■ Exercise requirements
1. Please repeat the stretch of the interview below from "We now move" through "how it’s going.", keeping every word the same.
2. In the interview below, which composer's roles does Leech say he tends not to sing anymore?

■ Text extract
BD:   Aside from some of the smaller roles, are there some major roles that you’ve already retired because they just don’t fit into your plans anymore?

Leech
:   Only through preference.  For instance, I don’t get a lot of satisfaction out of singing Mozart, so I tend not to do those roles any more.  They’re good for the voice, particularly the young voice, and I did my fair share of Flutes and Cosìs.  They’d still be good for me now, but I don’t find enough satisfaction out of them, so I tend to say no.  At the same time, I don’t want to just accept things that are war horses for the tenors, because that starts to be a lot of work to always be what the public views as wonderful.

BD:   Do you find that there’s a lot of pressure to always be wonderful?

Leech
:   There is.  My teacher and I talk about this all the time.  He has this little catchphrase to
be adequate.  The trouble with somebody calling you great or wonderful is that the next logical step is to go out and try to be great.  That’s where the danger is.  Chances are, when somebody saw you and called you wonderful, you were just doing your job.  If you look up adequate in the dictionary, it’s not what we all think, which is negative.  We look at the word as meaning not quite enough, or just barely enough to barely get by, and it’s really not.  It’s fulfilling the task at hand, and doing what needs to be done.  If you can do that, if you can be adequate as a singer, you’ve done a lot.  If God’s given you a talent and you’re just adequate, the rest tends to take care of itself.  So I give it my best, and try to be adequate.

BD:   Of course, if you’ve been singing the way you feel comfortable and people call you great, then you should take courage in that, and that’s what you should do.

Leech
:   That’s right.  That’s what works, and that’s what they believe is wonderful.  Be thankful for it, and just keep doing that.  But you can’t go out and try to be that vision of what is wonderful.  It’s very dangerous, and it starts to look fake.  There is a certain sincerity in communication, which is really what singing’s about.

BD:   I’m glad we had this chance to get together.

Leech
:   It was my pleasure.


We now move ahead six years, to January of 1998.


BD:   It’s been a while since we’ve seen you, and you’ve had quite a lot more experience and done a lot more performances.  Is the career still going the direction that you want it to?

Leech
:   Yes, it really is, knock on wood.  I’m quite often asked if I could do any role, or sing any place I wanted to sing, what would that be, and I am in a position where I find myself having reality and the dream be almost one and the same.
leech
BD:   You are very lucky.

Leech
:   It really is a blessing.  I am very happy with how it’s going.

BD:   Have you got enough work to keep you employed all the time?
 
Leech:   I am employed as much as I want.  Sometimes its a little more than I want, but I manage to keep a fair amount of free time built into my schedule.  The sanity factor is something that a singer really needs to pay a certain amount of attention to.

BD:   How do you decide which engagements you will and will not accept?

■ Dataset content

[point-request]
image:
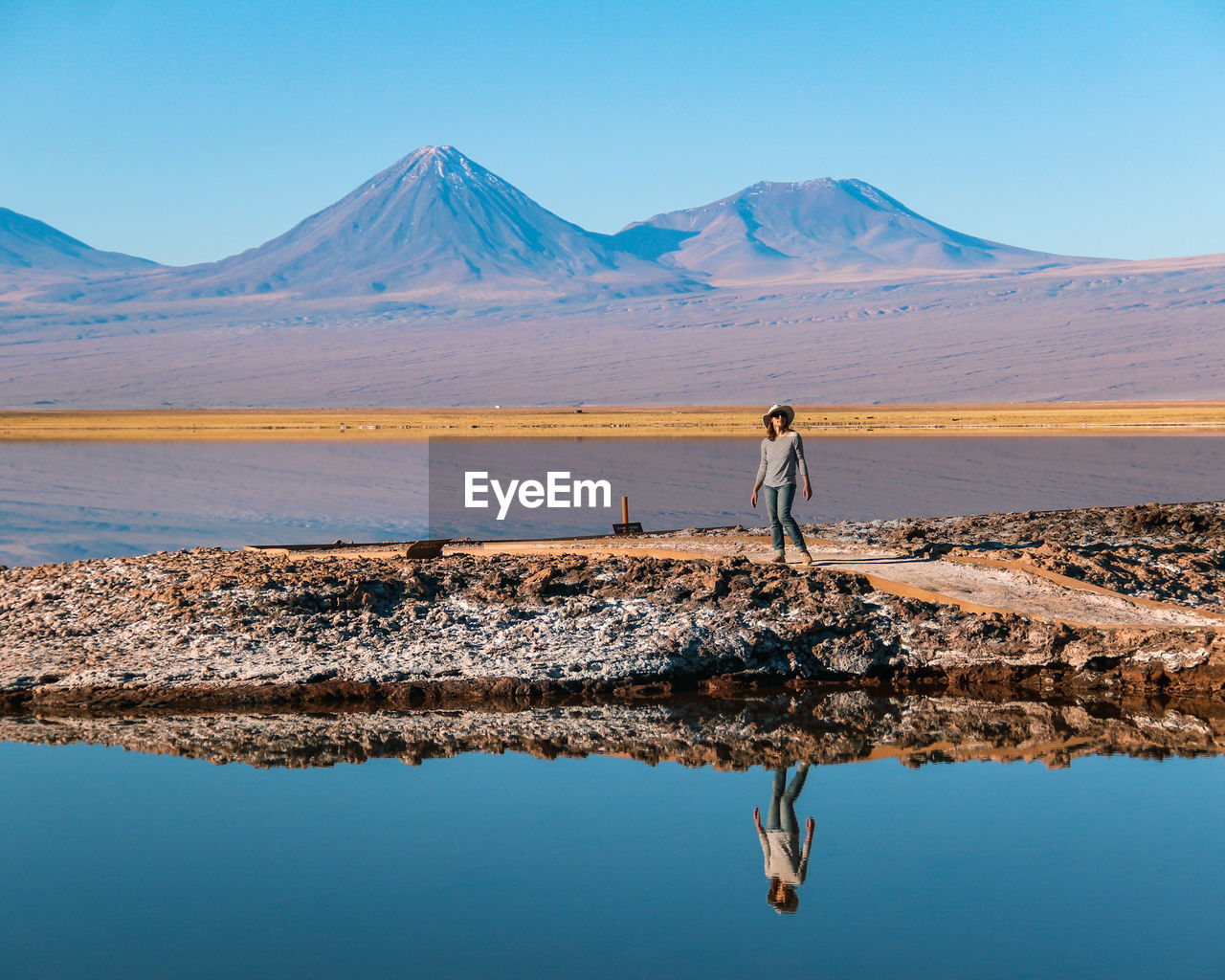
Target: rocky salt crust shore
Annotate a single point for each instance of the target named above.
(210, 628)
(822, 727)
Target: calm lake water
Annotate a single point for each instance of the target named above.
(62, 501)
(125, 865)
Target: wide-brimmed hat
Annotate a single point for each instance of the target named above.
(788, 412)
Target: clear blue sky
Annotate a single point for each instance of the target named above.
(187, 131)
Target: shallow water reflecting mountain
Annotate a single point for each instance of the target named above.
(71, 500)
(511, 852)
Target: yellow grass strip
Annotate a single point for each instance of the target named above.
(1050, 418)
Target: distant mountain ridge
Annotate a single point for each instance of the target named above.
(792, 232)
(27, 244)
(436, 226)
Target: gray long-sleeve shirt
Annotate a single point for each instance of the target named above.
(781, 459)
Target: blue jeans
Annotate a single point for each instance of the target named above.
(778, 506)
(782, 803)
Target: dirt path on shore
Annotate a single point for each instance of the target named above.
(970, 585)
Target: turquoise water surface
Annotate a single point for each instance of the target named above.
(125, 865)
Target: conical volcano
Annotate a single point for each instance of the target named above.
(433, 223)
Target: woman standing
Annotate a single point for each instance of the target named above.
(782, 456)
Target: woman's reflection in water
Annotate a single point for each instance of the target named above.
(786, 864)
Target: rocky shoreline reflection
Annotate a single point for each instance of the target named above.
(770, 730)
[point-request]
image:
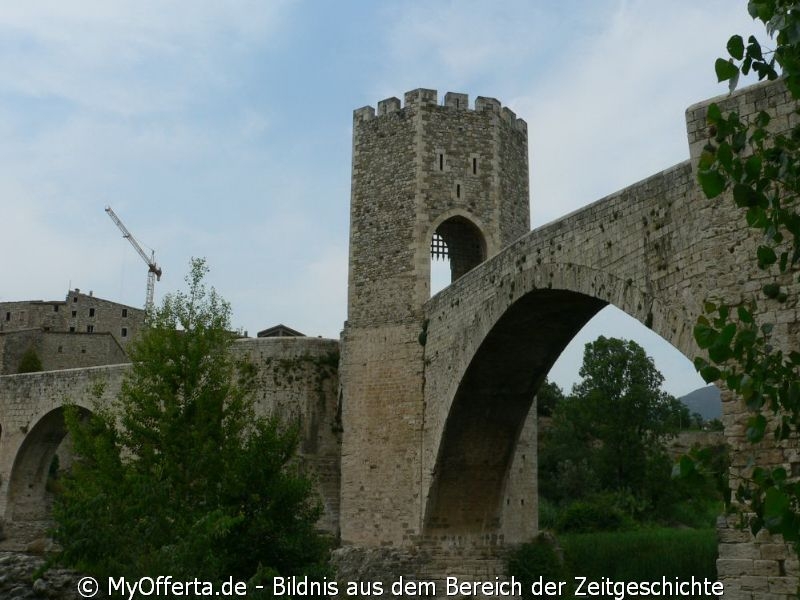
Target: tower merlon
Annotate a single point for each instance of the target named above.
(452, 100)
(389, 105)
(455, 100)
(483, 103)
(365, 113)
(421, 96)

■ Replies
1.
We now move ahead six years, to January of 1998.


BD:   It’s been a while since we’ve seen you, and you’ve had quite a lot more experience and done a lot more performances.  Is the career still going the direction that you want it to?

Leech
:   Yes, it really is, knock on wood.  I’m quite often asked if I could do any role, or sing any place I wanted to sing, what would that be, and I am in a position where I find myself having reality and the dream be almost one and the same.
leech
BD:   You are very lucky.

Leech
:   It really is a blessing.  I am very happy with how it’s going.

2. Mozart